Exercise directions ▸
Rewrite the lines of the entries below as a numbered list, starting at the line that contains "Keep to these rules. Indicate every instance of the yellow" and ending at the last line of the entries. Leave out any blank lines.

■ ■ ■ ■ ■

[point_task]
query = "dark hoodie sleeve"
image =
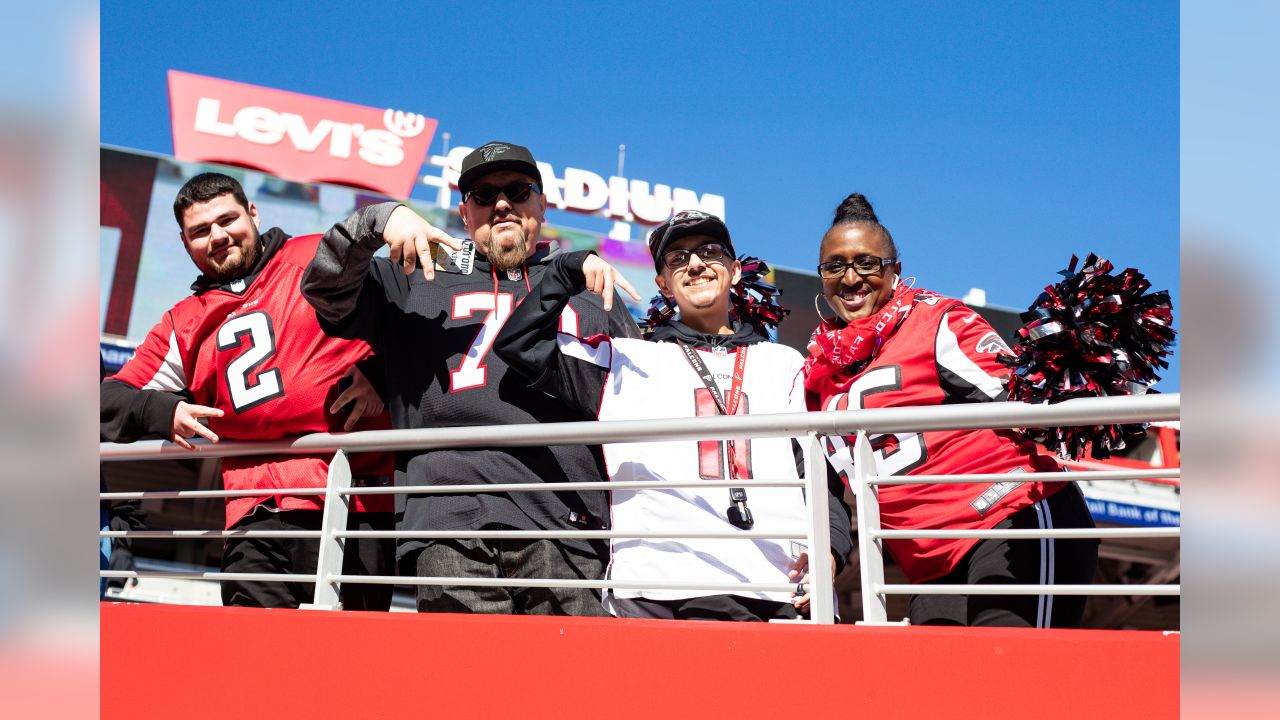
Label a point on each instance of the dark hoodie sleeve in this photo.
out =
(339, 283)
(127, 414)
(529, 338)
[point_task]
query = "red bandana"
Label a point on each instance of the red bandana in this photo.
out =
(839, 351)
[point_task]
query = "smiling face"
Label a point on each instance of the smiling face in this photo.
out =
(700, 288)
(506, 232)
(855, 296)
(220, 236)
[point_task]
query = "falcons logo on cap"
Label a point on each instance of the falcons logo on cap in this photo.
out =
(493, 150)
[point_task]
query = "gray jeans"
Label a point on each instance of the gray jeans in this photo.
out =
(529, 559)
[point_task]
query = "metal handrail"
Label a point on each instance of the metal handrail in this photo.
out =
(1083, 411)
(795, 424)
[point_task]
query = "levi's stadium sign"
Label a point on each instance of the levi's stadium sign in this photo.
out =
(296, 136)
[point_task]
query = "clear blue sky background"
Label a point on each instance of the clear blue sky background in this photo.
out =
(993, 139)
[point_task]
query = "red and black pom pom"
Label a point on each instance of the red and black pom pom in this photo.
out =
(1092, 335)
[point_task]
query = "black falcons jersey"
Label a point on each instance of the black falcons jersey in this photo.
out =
(434, 340)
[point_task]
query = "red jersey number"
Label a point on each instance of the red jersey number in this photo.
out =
(896, 454)
(711, 452)
(245, 384)
(497, 308)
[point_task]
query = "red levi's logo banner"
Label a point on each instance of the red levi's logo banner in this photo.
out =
(296, 136)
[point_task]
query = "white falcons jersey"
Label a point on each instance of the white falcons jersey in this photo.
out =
(652, 381)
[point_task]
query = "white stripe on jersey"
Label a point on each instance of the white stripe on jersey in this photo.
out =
(169, 376)
(574, 346)
(950, 356)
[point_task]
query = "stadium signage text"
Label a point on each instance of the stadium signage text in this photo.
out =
(621, 199)
(297, 136)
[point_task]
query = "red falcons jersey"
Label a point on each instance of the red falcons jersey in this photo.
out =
(254, 349)
(942, 352)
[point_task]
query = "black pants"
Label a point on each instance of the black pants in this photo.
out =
(300, 555)
(1020, 561)
(529, 559)
(707, 607)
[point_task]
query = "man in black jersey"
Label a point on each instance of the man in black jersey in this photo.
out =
(433, 331)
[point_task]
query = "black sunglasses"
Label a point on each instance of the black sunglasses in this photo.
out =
(863, 265)
(709, 253)
(515, 191)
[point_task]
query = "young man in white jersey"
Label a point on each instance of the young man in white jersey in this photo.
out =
(712, 359)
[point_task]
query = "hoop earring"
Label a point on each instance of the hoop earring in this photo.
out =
(821, 317)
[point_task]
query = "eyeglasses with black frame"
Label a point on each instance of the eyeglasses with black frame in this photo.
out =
(708, 253)
(516, 191)
(863, 265)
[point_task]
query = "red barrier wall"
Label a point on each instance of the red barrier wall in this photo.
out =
(227, 662)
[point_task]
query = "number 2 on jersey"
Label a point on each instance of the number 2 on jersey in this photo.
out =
(261, 346)
(472, 370)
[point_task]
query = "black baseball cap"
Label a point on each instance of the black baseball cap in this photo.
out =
(493, 156)
(684, 224)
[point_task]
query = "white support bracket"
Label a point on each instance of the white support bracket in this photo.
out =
(334, 520)
(822, 593)
(869, 545)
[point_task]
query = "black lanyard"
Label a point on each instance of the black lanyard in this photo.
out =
(739, 515)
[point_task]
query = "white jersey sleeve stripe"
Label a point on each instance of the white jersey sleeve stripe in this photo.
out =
(594, 352)
(169, 376)
(951, 358)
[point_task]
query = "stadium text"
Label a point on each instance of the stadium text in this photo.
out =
(584, 191)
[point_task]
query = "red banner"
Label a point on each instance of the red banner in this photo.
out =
(296, 136)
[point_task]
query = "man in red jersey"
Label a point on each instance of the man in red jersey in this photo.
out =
(246, 354)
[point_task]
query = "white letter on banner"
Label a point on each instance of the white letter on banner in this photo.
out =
(302, 137)
(620, 200)
(688, 200)
(260, 124)
(339, 140)
(382, 147)
(585, 191)
(650, 208)
(206, 118)
(552, 186)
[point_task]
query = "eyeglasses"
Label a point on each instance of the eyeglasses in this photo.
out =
(487, 195)
(709, 253)
(863, 265)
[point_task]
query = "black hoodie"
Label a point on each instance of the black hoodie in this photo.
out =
(432, 338)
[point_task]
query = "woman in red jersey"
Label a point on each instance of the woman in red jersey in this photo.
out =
(891, 345)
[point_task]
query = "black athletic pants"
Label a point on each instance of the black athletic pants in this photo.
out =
(1020, 561)
(300, 555)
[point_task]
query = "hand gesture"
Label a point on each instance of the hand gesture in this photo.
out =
(600, 278)
(362, 397)
(411, 241)
(799, 573)
(186, 423)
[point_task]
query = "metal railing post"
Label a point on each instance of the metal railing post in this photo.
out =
(822, 593)
(332, 547)
(871, 548)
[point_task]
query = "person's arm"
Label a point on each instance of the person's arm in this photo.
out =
(339, 283)
(149, 396)
(968, 352)
(562, 365)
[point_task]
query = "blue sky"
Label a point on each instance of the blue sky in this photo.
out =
(993, 139)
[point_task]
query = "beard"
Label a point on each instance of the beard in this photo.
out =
(511, 256)
(233, 267)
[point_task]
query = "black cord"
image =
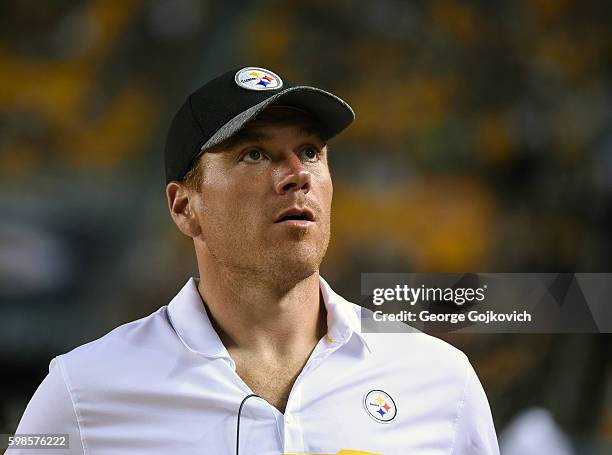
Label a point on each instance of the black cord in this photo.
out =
(238, 422)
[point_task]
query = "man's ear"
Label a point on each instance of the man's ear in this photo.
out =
(181, 203)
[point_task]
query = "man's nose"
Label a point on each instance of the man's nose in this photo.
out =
(294, 177)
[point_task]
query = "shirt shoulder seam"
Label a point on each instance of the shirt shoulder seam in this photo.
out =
(68, 384)
(461, 404)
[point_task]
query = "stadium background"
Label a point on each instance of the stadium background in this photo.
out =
(483, 142)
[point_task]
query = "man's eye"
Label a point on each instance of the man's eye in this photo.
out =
(253, 155)
(310, 153)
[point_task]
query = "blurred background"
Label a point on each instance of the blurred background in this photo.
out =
(483, 143)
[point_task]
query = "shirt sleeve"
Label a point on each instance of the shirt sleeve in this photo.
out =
(51, 411)
(475, 428)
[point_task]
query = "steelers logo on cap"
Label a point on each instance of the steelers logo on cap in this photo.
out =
(253, 78)
(380, 406)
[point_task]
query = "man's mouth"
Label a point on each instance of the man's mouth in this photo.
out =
(304, 215)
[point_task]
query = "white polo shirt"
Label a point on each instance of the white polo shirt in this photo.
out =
(165, 384)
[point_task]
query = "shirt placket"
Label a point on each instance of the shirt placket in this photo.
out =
(290, 422)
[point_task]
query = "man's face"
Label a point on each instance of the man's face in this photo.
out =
(265, 202)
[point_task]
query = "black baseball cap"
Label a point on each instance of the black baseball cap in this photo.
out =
(222, 106)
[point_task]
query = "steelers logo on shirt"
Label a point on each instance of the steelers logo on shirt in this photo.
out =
(380, 406)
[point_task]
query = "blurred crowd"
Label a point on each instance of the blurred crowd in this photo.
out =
(482, 143)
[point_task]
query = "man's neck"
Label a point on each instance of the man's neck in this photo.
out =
(262, 319)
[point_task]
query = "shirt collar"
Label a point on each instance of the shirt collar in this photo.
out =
(188, 316)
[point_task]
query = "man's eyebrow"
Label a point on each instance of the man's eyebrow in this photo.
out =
(259, 136)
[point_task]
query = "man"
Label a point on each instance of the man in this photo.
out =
(259, 355)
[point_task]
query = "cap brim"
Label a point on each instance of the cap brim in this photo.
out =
(333, 113)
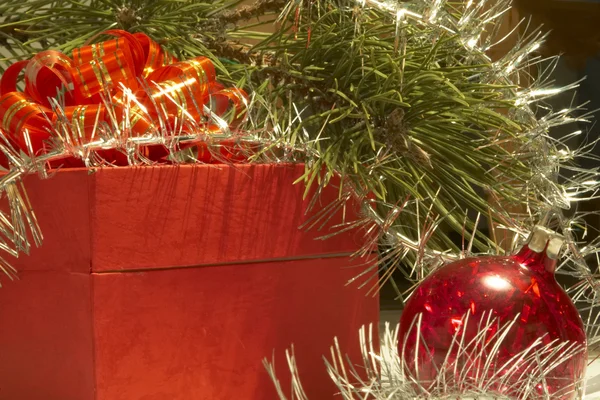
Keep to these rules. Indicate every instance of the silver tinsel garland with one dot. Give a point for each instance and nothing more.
(384, 376)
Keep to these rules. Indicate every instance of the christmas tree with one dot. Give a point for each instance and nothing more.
(400, 100)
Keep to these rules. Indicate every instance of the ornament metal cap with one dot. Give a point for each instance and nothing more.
(543, 239)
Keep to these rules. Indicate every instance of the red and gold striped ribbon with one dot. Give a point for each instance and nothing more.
(102, 70)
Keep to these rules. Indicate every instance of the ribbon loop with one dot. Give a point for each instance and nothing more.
(128, 83)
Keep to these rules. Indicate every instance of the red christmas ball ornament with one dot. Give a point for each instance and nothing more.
(500, 323)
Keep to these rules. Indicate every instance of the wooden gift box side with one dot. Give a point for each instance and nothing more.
(175, 282)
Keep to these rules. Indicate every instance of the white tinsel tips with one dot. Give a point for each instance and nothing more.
(383, 374)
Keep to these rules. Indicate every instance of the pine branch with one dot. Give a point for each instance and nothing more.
(255, 10)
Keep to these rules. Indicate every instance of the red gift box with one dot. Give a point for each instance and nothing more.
(174, 282)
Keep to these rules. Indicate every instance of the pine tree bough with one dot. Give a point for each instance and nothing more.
(397, 98)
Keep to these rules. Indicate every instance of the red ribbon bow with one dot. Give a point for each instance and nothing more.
(103, 69)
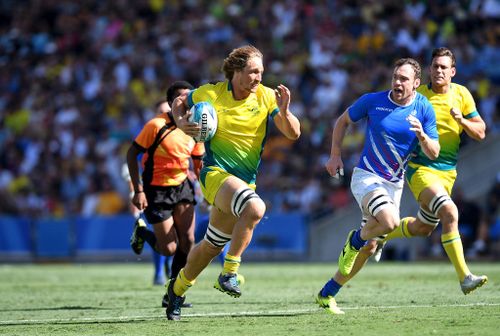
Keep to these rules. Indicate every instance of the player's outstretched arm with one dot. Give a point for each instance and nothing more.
(474, 127)
(285, 121)
(181, 116)
(334, 165)
(429, 146)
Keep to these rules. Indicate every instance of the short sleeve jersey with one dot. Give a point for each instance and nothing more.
(389, 140)
(242, 128)
(448, 129)
(171, 157)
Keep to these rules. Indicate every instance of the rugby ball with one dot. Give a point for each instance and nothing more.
(205, 116)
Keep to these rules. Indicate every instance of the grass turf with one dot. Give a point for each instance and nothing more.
(278, 299)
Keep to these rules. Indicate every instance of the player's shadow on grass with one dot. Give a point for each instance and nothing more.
(58, 308)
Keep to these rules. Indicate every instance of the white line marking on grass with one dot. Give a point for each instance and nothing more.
(289, 312)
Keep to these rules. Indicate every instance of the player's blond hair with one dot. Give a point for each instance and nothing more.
(443, 51)
(412, 62)
(238, 58)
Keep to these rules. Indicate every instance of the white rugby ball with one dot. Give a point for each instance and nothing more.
(204, 114)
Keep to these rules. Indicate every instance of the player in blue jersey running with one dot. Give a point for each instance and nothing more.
(398, 120)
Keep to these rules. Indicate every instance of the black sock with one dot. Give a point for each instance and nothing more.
(148, 236)
(178, 263)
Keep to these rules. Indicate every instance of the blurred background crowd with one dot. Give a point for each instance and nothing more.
(79, 79)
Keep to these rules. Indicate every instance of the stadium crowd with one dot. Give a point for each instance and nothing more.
(78, 81)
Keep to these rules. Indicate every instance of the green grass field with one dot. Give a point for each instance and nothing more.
(278, 299)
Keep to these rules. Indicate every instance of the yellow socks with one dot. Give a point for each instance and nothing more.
(181, 284)
(401, 231)
(452, 244)
(231, 264)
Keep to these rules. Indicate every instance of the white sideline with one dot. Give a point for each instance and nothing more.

■ ■ ■ ■ ■

Result of the task ▸
1. Keep to these rules. Indicate every instance of the yellow socks with one dot. Give a point for each instance and nothing more.
2. (181, 284)
3. (401, 231)
4. (452, 244)
5. (231, 264)
6. Keep to these rules. Indicate every instance of the white sideline with one dot. Give a point for each instance and nothing more.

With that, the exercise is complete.